# [Task]
Can you copy out, word for word, the text of the records starting at the line containing "pole in the image below." and ending at the line containing "117;56;124;80", leaving the pictures out?
═══ Data section ═══
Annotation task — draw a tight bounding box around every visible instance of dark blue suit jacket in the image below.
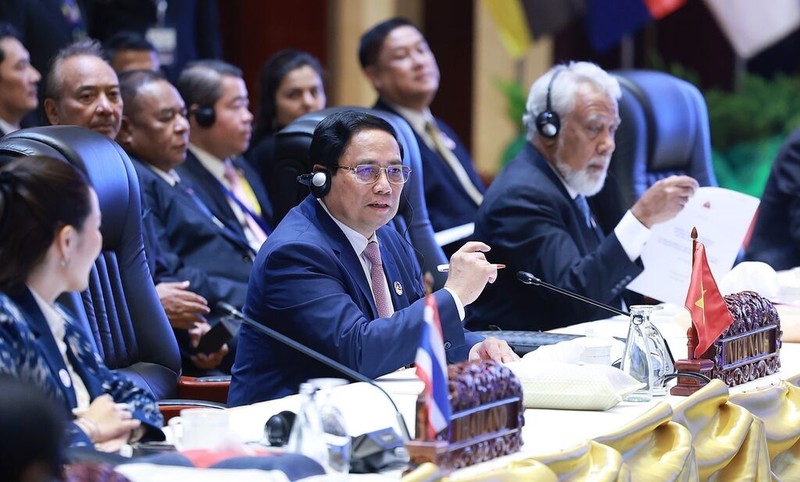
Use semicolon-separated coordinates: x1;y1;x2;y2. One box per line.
═══
═══ Data section ═══
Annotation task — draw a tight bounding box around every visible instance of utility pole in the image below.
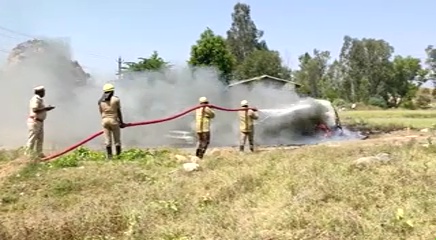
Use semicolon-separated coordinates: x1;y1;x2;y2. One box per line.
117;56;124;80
═══
# [Output of the exercise]
Annotation task — draw a tight bounding box around every visible instance of utility pole in the image below.
Use semicolon-separated coordinates: x1;y1;x2;y2. One box per line.
117;56;124;80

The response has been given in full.